→ Фрагмент:
****************************************
Кибернетика и здесь сумела перевернуть всю проблематику. Задача, стоящая перед ней, парадоксальна — понять эгоцентрическое «я» не как досадную помеху, а как «фактор борьбы с энтропией в околосолнечном пространстве».
Так почему же Конфуций говорил о детской психологии как об «учебнике мудрости»? Не потому ли, что ее факты, если в них вглядеться, вдруг превращаются в увеличительное стекло, направленное на нас самих? Как странно видеть в многовековых скитаниях человеческой мысли простые ошибки, которые ежедневно демонстрирует нам ребенок!
Каждый ребенок — это маленькая домашняя энциклопедия и человеческих заблуждений, и уникальных форм самоорганизации, и ценностей, которые с незапамятных времен культивирует художник. Пределы той пользы, которую можно извлечь из простых наблюдений над ребенком, трудно пока установить.
Английский писатель Честертон настойчиво советовал внимательно вслушиваться в детский лепет. Быть может, надеялся он, это поможет нам «…терпимее относиться к трогательным попыткам лорд-канцлера и премьер-министра заговорить наконец по-человечьи».
Но науку, к сожалению или нет, делают взрослые.
Самосознание науки
Настали тяжелые времена, прогневались боги, дети больше не слушаются родителей и всякий стремится написать книгу.
Давно уже на земле не осталось ни одного человека, который мог бы судить о знании в целом. Специалист, как и предсказывал Бернард Шоу, знает теперь все ни о чем, дилетант — ничто обо всем, и оба могут поздравить себя с тем, что достигли мудрости Сократа («Я знаю лишь то, что я ничего не знаю»). Настал самый что ни на есть удобный момент, чтобы появиться новому Ньютону, Дарвину, Павлову, — иначе не справиться с последствиями «информационного взрыва».
****************************************
→ Задание A: Представьте в виде CSV с двумя столбцами, «запрос» и «ответ», часть записей, которая начинается строкой, содержащей «Please scan the above image. Is any white car», и идет до конца записей. На каждую запись отведите одну строку, где ее текст и ответ стоят каждый в своем поле в кавычках, а переносы строк заменены пробелами.
Эти записи никак не связаны с фрагментом.

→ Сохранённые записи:
****************************************
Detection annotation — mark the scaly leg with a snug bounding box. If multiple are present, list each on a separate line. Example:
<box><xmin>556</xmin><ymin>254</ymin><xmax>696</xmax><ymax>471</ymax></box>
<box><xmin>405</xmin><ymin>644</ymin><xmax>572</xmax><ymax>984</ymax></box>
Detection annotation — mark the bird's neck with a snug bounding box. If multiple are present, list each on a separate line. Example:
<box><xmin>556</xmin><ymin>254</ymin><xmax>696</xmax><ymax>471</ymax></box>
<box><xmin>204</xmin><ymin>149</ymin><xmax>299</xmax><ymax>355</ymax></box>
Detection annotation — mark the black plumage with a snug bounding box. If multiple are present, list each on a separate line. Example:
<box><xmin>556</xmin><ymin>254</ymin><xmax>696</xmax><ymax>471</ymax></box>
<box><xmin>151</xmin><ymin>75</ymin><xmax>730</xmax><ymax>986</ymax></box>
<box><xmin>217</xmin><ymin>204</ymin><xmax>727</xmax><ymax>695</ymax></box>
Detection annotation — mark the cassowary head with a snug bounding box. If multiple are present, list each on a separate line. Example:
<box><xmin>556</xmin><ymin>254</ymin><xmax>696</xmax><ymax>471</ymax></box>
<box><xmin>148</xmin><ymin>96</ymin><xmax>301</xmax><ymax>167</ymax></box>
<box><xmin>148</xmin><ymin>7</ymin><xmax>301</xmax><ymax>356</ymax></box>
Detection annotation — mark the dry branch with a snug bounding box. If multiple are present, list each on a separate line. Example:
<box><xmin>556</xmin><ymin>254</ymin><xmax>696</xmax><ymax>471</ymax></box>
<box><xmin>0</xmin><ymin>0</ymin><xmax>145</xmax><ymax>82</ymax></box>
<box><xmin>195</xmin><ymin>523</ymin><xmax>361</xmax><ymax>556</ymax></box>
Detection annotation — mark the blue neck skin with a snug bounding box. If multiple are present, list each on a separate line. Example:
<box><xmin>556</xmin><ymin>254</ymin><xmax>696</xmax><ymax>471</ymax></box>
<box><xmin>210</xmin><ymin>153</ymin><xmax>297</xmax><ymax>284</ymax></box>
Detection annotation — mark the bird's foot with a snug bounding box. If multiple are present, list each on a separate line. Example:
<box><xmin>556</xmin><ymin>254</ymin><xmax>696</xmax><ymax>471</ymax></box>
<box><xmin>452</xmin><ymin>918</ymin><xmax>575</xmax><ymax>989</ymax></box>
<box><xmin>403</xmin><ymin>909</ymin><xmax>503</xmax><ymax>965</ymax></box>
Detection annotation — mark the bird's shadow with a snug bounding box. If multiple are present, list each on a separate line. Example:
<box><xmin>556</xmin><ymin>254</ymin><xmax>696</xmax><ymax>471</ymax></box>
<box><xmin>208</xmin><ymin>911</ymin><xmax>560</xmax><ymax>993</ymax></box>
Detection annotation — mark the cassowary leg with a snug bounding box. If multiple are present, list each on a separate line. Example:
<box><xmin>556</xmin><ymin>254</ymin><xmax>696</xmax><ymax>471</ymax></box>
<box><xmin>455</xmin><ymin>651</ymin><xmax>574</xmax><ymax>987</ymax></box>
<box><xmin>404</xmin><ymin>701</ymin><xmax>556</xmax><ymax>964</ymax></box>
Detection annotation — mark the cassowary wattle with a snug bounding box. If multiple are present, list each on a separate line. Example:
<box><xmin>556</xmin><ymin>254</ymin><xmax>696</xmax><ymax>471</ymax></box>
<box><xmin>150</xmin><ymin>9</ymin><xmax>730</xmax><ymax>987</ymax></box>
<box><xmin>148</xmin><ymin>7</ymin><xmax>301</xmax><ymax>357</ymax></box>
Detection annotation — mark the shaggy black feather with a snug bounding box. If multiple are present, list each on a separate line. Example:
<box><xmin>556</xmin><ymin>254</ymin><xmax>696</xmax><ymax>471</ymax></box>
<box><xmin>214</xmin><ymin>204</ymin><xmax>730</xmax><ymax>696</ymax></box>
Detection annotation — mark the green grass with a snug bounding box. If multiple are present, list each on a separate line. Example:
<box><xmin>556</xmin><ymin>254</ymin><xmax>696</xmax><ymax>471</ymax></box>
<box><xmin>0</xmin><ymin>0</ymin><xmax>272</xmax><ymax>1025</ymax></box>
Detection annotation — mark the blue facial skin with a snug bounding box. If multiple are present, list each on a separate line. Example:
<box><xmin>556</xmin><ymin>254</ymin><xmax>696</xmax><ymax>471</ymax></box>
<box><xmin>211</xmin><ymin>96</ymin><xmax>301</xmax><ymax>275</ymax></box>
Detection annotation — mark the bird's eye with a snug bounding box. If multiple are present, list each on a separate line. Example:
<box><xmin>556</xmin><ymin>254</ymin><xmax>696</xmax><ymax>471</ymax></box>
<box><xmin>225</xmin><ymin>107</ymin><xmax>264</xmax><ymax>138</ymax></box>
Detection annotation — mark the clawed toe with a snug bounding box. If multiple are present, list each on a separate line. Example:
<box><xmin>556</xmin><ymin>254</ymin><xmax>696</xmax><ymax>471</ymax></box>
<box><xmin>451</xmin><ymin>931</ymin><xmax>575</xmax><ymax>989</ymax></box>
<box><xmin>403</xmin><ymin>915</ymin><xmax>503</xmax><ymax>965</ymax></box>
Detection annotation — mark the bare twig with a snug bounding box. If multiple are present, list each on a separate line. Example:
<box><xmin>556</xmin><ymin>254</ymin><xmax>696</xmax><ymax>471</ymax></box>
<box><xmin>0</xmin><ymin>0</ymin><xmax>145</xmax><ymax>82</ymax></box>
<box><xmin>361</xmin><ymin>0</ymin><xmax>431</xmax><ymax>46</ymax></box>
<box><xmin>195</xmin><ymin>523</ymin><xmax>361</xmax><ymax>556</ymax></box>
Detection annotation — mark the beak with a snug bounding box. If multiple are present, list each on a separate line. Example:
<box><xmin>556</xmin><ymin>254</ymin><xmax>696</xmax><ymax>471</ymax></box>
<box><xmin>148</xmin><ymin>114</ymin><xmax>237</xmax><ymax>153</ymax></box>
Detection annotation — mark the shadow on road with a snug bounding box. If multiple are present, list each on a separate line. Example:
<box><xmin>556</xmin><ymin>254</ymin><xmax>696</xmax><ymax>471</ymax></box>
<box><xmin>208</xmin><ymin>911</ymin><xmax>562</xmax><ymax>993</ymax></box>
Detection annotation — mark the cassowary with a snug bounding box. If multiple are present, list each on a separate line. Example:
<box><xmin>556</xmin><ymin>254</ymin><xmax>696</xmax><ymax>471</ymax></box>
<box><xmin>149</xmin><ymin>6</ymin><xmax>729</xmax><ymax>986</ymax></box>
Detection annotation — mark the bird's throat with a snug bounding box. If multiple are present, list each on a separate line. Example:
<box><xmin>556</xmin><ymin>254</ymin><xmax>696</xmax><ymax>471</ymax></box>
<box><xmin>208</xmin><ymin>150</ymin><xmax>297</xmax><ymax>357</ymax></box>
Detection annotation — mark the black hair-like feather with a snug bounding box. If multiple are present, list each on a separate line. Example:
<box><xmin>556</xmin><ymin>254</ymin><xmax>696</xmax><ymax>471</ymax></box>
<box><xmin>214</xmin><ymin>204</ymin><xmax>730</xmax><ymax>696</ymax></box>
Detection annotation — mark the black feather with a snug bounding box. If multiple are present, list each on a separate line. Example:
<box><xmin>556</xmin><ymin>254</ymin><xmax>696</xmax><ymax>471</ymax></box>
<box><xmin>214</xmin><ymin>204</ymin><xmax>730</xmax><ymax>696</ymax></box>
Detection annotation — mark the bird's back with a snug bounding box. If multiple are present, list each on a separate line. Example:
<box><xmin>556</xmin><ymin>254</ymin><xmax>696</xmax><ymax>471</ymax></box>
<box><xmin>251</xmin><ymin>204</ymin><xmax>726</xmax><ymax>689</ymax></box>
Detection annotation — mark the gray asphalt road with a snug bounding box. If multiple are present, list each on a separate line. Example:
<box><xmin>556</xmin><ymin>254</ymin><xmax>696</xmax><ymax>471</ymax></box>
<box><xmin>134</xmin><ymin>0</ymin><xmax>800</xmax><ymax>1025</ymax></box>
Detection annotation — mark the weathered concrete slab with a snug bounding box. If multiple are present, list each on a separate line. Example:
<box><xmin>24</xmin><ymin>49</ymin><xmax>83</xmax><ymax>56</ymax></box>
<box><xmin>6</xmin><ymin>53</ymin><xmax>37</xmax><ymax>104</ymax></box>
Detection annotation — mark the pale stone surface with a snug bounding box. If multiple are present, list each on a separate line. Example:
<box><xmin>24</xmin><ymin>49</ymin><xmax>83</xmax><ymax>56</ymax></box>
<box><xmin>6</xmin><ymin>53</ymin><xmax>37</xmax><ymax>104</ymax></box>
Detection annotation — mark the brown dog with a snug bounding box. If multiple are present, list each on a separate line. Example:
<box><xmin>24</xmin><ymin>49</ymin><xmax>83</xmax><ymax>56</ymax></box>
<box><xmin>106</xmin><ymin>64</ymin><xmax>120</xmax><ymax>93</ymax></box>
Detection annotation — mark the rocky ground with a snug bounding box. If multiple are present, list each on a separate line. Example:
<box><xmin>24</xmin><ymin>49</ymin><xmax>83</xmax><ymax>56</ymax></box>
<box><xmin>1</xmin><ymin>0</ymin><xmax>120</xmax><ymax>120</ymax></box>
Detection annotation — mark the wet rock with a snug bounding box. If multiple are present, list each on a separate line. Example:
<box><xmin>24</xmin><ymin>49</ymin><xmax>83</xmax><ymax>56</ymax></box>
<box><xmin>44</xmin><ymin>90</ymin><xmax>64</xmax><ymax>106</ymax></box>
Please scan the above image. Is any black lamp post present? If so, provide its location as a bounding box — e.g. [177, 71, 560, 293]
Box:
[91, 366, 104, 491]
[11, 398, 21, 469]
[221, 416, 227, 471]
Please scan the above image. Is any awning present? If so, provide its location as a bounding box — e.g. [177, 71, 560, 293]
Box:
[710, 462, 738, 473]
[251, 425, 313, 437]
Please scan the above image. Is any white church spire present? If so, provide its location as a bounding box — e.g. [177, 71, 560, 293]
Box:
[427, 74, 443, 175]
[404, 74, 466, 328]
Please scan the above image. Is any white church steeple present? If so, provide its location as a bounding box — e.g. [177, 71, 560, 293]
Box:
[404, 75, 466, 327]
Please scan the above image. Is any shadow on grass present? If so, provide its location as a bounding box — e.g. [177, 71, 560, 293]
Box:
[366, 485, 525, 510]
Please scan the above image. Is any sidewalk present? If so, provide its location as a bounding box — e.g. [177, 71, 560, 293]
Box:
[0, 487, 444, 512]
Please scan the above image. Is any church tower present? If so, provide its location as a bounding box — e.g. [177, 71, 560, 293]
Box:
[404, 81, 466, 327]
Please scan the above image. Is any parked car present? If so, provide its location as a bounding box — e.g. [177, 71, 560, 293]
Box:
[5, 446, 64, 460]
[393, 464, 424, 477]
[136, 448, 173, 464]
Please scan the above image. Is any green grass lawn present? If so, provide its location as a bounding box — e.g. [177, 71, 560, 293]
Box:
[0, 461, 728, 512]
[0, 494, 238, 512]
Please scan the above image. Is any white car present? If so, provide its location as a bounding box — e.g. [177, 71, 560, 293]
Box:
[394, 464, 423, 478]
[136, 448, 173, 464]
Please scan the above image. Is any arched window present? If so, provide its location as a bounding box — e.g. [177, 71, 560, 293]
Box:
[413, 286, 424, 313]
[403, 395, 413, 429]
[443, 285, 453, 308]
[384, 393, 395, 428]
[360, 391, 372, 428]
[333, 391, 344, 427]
****************************************
→ Задание B: Перепишите дословно часть фрагмента, которая начинается со слов «Каждый ребенок —» и заканчивается словами «трудно пока установить.».

→ Решение задания A:
запрос,ответ
"Please scan the above image. Is any white car present? If so, provide its location as a bounding box — e.g. [177, 71, 560, 293] Box:","[394, 464, 423, 478] [136, 448, 173, 464]"
"Please scan the above image. Is any arched window present? If so, provide its location as a bounding box — e.g. [177, 71, 560, 293] Box:","[413, 286, 424, 313] [403, 395, 413, 429] [443, 285, 453, 308] [384, 393, 395, 428] [360, 391, 372, 428] [333, 391, 344, 427]"

→ Решение задания B:
Каждый ребенок — это маленькая домашняя энциклопедия и человеческих заблуждений, и уникальных форм самоорганизации, и ценностей, которые с незапамятных времен культивирует художник. Пределы той пользы, которую можно извлечь из простых наблюдений над ребенком, трудно пока установить.